## [Dataset entries]
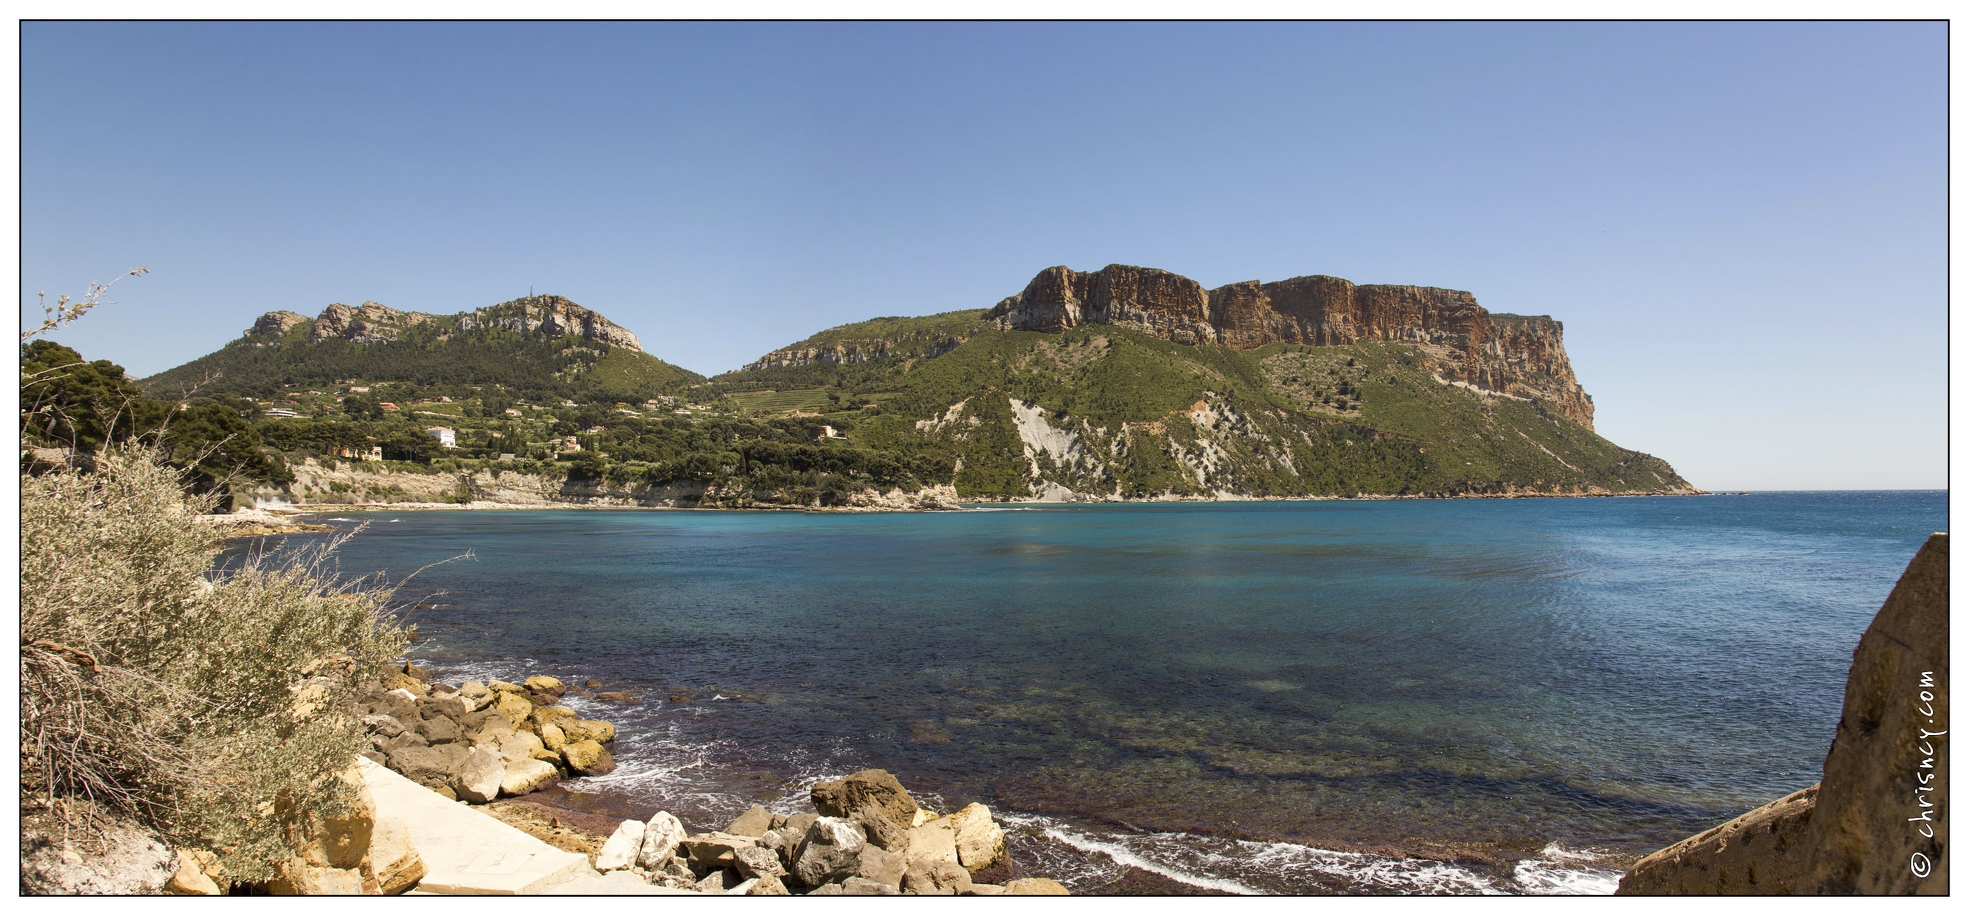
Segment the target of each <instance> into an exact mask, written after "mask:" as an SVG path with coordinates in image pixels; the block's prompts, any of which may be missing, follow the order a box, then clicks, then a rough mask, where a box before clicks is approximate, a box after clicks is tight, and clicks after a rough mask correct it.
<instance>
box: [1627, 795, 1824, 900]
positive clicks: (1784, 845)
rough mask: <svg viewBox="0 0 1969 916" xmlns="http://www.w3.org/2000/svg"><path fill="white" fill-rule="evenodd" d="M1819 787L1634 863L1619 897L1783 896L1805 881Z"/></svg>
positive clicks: (1787, 798) (1755, 811)
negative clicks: (1809, 845) (1680, 895)
mask: <svg viewBox="0 0 1969 916" xmlns="http://www.w3.org/2000/svg"><path fill="white" fill-rule="evenodd" d="M1817 798H1819V786H1811V788H1804V790H1798V792H1792V794H1790V796H1784V798H1780V800H1776V802H1772V804H1766V806H1762V808H1754V810H1750V812H1747V814H1743V816H1741V818H1737V819H1733V821H1727V823H1723V825H1719V827H1711V829H1705V831H1701V833H1697V835H1693V837H1689V839H1683V841H1680V843H1676V845H1672V847H1668V849H1662V851H1658V853H1652V855H1648V857H1646V859H1642V861H1638V863H1634V867H1632V869H1628V873H1626V877H1622V879H1620V890H1619V892H1620V894H1758V892H1774V894H1782V892H1788V888H1792V886H1796V884H1798V883H1802V881H1804V879H1806V873H1804V865H1806V857H1804V855H1796V853H1802V851H1804V841H1806V829H1808V827H1810V825H1811V810H1813V808H1815V806H1817Z"/></svg>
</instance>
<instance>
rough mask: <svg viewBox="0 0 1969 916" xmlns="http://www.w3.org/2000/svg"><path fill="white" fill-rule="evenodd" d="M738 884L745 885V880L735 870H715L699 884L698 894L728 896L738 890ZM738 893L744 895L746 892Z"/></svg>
mask: <svg viewBox="0 0 1969 916" xmlns="http://www.w3.org/2000/svg"><path fill="white" fill-rule="evenodd" d="M738 884H744V879H740V877H738V873H736V871H734V869H715V871H711V873H709V875H705V877H703V879H701V881H699V883H697V892H701V894H727V892H732V890H738ZM738 892H740V894H742V892H744V890H738Z"/></svg>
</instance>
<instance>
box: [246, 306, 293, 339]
mask: <svg viewBox="0 0 1969 916" xmlns="http://www.w3.org/2000/svg"><path fill="white" fill-rule="evenodd" d="M305 323H307V315H301V313H299V311H268V313H266V315H260V321H254V323H252V329H248V331H246V337H276V339H278V337H282V335H286V333H287V329H289V327H293V325H305Z"/></svg>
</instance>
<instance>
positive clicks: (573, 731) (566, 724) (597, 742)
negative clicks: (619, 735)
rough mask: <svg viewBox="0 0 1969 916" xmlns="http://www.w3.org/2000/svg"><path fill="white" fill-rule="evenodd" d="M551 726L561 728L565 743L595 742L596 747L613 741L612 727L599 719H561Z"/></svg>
mask: <svg viewBox="0 0 1969 916" xmlns="http://www.w3.org/2000/svg"><path fill="white" fill-rule="evenodd" d="M553 725H559V727H561V733H563V735H567V741H595V743H597V745H606V743H610V741H614V725H612V723H604V721H599V719H561V721H555V723H553Z"/></svg>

## [To-do item]
Copy out the listing above exactly as it stands, every line of it, but leave out the picture.

## [Task result]
Segment the target of each <instance> into an exact mask, written after "mask:" as an SVG path with coordinates in image pixels; the block's prompts, any of which may be missing, follow the order a box, then clicks, then a rough mask, where a box before clicks is approximate, a box after clicks is tight, and clicks after a rough mask correct it.
<instance>
box: [1627, 795, 1824, 900]
positive clicks: (1784, 845)
rough mask: <svg viewBox="0 0 1969 916" xmlns="http://www.w3.org/2000/svg"><path fill="white" fill-rule="evenodd" d="M1819 787L1634 863L1619 897L1783 896L1805 881Z"/></svg>
positive clicks: (1787, 798) (1755, 811)
negative clicks: (1809, 845) (1680, 895)
mask: <svg viewBox="0 0 1969 916" xmlns="http://www.w3.org/2000/svg"><path fill="white" fill-rule="evenodd" d="M1817 798H1819V786H1811V788H1804V790H1798V792H1792V794H1790V796H1784V798H1780V800H1776V802H1772V804H1766V806H1762V808H1754V810H1750V812H1747V814H1743V816H1741V818H1737V819H1733V821H1727V823H1723V825H1719V827H1711V829H1705V831H1701V833H1697V835H1693V837H1689V839H1683V841H1680V843H1676V845H1672V847H1668V849H1662V851H1658V853H1652V855H1648V857H1646V859H1642V861H1638V863H1634V867H1632V869H1628V873H1626V877H1622V879H1620V890H1619V892H1620V894H1758V892H1774V894H1782V892H1788V888H1792V886H1796V884H1798V883H1802V881H1804V879H1806V873H1804V865H1806V857H1804V855H1796V853H1802V851H1804V841H1806V829H1808V827H1810V825H1811V810H1813V808H1815V806H1817Z"/></svg>
</instance>
<instance>
rough mask: <svg viewBox="0 0 1969 916" xmlns="http://www.w3.org/2000/svg"><path fill="white" fill-rule="evenodd" d="M738 884L745 885V880L735 870H715L699 884L698 894L728 896L738 890ZM738 893L744 895L746 892Z"/></svg>
mask: <svg viewBox="0 0 1969 916" xmlns="http://www.w3.org/2000/svg"><path fill="white" fill-rule="evenodd" d="M738 884H744V879H740V877H738V873H736V871H734V869H715V871H711V873H709V875H705V877H703V879H701V881H699V883H697V892H701V894H727V892H732V890H738ZM738 892H740V894H742V892H744V890H738Z"/></svg>
</instance>
<instance>
box: [246, 306, 293, 339]
mask: <svg viewBox="0 0 1969 916" xmlns="http://www.w3.org/2000/svg"><path fill="white" fill-rule="evenodd" d="M305 323H307V315H301V313H299V311H268V313H266V315H260V321H254V323H252V329H248V331H246V337H276V339H278V337H282V335H286V333H287V329H289V327H293V325H305Z"/></svg>
</instance>
<instance>
positive clicks: (573, 731) (566, 724) (597, 742)
negative clicks: (619, 735)
rough mask: <svg viewBox="0 0 1969 916" xmlns="http://www.w3.org/2000/svg"><path fill="white" fill-rule="evenodd" d="M551 726L561 728L565 743L595 742L596 747L613 741L612 727L599 719H561Z"/></svg>
mask: <svg viewBox="0 0 1969 916" xmlns="http://www.w3.org/2000/svg"><path fill="white" fill-rule="evenodd" d="M553 725H559V727H561V733H563V735H567V741H595V743H597V745H606V743H610V741H614V725H612V723H604V721H599V719H561V721H555V723H553Z"/></svg>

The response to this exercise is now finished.